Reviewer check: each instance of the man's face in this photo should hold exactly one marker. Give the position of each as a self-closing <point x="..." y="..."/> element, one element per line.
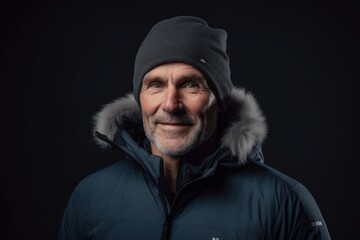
<point x="179" y="110"/>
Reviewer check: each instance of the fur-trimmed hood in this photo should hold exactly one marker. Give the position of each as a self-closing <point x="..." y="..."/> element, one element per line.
<point x="243" y="124"/>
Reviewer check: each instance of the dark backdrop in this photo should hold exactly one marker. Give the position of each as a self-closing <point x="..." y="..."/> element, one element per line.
<point x="61" y="62"/>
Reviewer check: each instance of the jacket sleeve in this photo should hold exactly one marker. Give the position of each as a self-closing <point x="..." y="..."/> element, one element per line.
<point x="300" y="218"/>
<point x="70" y="227"/>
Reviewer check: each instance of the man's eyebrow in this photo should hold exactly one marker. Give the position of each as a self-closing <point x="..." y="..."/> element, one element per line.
<point x="193" y="77"/>
<point x="149" y="78"/>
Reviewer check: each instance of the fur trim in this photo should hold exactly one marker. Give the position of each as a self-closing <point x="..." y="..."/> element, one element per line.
<point x="248" y="128"/>
<point x="114" y="115"/>
<point x="243" y="125"/>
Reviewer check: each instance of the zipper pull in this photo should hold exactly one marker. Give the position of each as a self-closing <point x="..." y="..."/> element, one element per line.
<point x="166" y="228"/>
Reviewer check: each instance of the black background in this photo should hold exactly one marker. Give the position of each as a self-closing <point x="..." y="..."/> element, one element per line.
<point x="60" y="62"/>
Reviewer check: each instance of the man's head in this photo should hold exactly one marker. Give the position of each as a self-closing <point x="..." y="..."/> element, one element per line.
<point x="179" y="110"/>
<point x="190" y="40"/>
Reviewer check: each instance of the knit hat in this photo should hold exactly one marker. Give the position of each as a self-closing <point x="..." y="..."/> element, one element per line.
<point x="188" y="40"/>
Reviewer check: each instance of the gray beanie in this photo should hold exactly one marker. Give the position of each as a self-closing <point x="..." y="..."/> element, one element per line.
<point x="188" y="40"/>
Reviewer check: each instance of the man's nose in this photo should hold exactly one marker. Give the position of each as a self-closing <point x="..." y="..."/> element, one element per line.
<point x="172" y="101"/>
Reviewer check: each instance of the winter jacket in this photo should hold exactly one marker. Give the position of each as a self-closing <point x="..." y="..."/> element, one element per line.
<point x="231" y="194"/>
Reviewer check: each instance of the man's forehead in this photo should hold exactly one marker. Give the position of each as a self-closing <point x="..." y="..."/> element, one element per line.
<point x="178" y="70"/>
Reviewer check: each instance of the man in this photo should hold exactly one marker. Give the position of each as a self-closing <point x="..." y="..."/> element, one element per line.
<point x="194" y="167"/>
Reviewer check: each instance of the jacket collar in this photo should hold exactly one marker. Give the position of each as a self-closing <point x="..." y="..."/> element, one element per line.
<point x="243" y="125"/>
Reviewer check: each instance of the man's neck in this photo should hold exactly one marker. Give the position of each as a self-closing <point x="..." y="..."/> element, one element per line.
<point x="172" y="164"/>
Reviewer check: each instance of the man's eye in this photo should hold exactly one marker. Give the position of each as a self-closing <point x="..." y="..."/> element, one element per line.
<point x="155" y="85"/>
<point x="190" y="85"/>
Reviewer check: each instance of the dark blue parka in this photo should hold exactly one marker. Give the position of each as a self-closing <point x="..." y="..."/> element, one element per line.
<point x="232" y="194"/>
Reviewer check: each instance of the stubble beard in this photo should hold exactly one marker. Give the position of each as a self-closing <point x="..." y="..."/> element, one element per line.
<point x="195" y="137"/>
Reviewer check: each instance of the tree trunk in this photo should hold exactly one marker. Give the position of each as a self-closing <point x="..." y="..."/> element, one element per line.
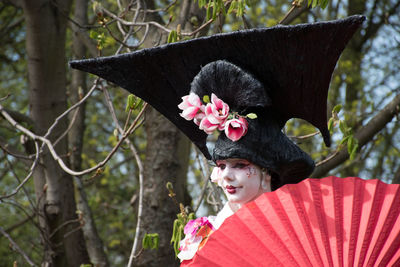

=======

**EXERCISE GOAL:** Convert every line of the entries above into a numbered list with no blank lines, and leave out the pictures.

**ANSWER FOR THIS EXERCISE:**
1. Reviewer check: each instance of the man's face in this photo should hold exactly one marker. Give the position of each as a self-closing <point x="..." y="..."/> element, one element per line.
2. <point x="179" y="110"/>
3. Reviewer check: each instance of the fur-trimmed hood in this photo should hold exactly one marker. Give the position of each as a self-closing <point x="..." y="..."/> element, one element per line.
4. <point x="243" y="124"/>
5. Reviewer check: each instance of the dark backdrop in this photo should hold exactly one marker. Give the position of each as a self-closing <point x="..." y="..."/> element, one element per line.
6. <point x="61" y="62"/>
7. Reviewer check: each instance of the jacket sleeve in this photo should hold exactly one marker. Give the position of each as a self-closing <point x="..." y="..."/> element, one element per line.
8. <point x="300" y="218"/>
9. <point x="70" y="227"/>
10. Reviewer check: each instance of the man's eyebrow in this photo should hold exactly one marker. Give the position of each as a self-closing <point x="..." y="..."/> element, one element per line.
11. <point x="193" y="77"/>
12. <point x="149" y="78"/>
13. Reviewer check: each instance of the fur trim in this photo should hold exactly one marker. Give the position of each as a self-closing <point x="..." y="..."/> element, one element per line.
14. <point x="248" y="128"/>
15. <point x="114" y="115"/>
16. <point x="243" y="125"/>
17. Reviewer check: each instance of the zipper pull in this photo should hold exactly one marker. Give the position of each as a self-closing <point x="..." y="..."/> element, one element per line.
18. <point x="166" y="228"/>
19. Reviewer check: each instance of the black background in this photo should hold exactly one marker. Give the position of each as a self-closing <point x="..." y="..."/> element, one element per line.
20. <point x="60" y="62"/>
21. Reviewer check: each instance of the man's head in this photo should hold exactly one marker. Give the position of each as a self-closing <point x="..." y="..."/> element, one element per line.
22. <point x="179" y="110"/>
23. <point x="190" y="40"/>
24. Reviewer check: each instance of the knit hat in this photo should hold exactly one marker. Give the position of each as a self-closing <point x="..." y="..."/> element, one element per line.
25. <point x="188" y="40"/>
26. Reviewer check: each instance of the gray beanie in this photo should hold exactly one marker. Give the position of each as a self-closing <point x="..." y="..."/> element, one element per line.
27. <point x="188" y="40"/>
28. Reviewer check: each instance of the man's nose in this photo should hold exactly one marker. Give the position of each as a self-closing <point x="..." y="..."/> element, one element per line.
29. <point x="172" y="101"/>
30. Reviewer check: each instance of the winter jacket in this photo should hold exactly one marker. Give the position of each as a self-closing <point x="..." y="..."/> element, one element per line.
31. <point x="231" y="194"/>
32. Reviewer check: each instance of the man's forehead in this photo should hold exactly one marker. Give the position of each as a self-closing <point x="..." y="..."/> element, one element per line.
33. <point x="178" y="70"/>
34. Reviewer check: each instance of the man in this photo should hold exactly one marker. Give the position of each as a self-closing <point x="..." y="..."/> element, one element per line.
35. <point x="194" y="167"/>
36. Reviewer check: each instance of the jacket collar in this photo should hold exactly one marker. Give the position of each as a self-closing <point x="..." y="..."/> element, one element per line.
37. <point x="243" y="125"/>
38. Reviewer check: each instance of the man's neck in this photo should hold exactly one marker. Give the position of each as a self-closing <point x="..." y="..."/> element, one element per line.
39. <point x="172" y="164"/>
40. Reviewer check: each instance of the man's eye in this photo should hold exactly one marker. Give the position of each as a self-closing <point x="..." y="..."/> element, one element per line.
41. <point x="155" y="85"/>
42. <point x="190" y="85"/>
43. Reviewer check: each instance of the dark blue parka in this photo should hold exactly one marker. Give the position of each as a self-closing <point x="..." y="..."/> element, one element per line.
44. <point x="232" y="194"/>
45. Reviewer check: each instance of the stubble beard in this photo should hold exactly one marker. Give the position of each as a self-closing <point x="..." y="..."/> element, one element per line.
46. <point x="195" y="137"/>
47. Reviewer check: each instance of the tree trunk in this photo should hold exactly one marker. Give the position of each as a self-closing <point x="..." y="..."/> element, one element per line.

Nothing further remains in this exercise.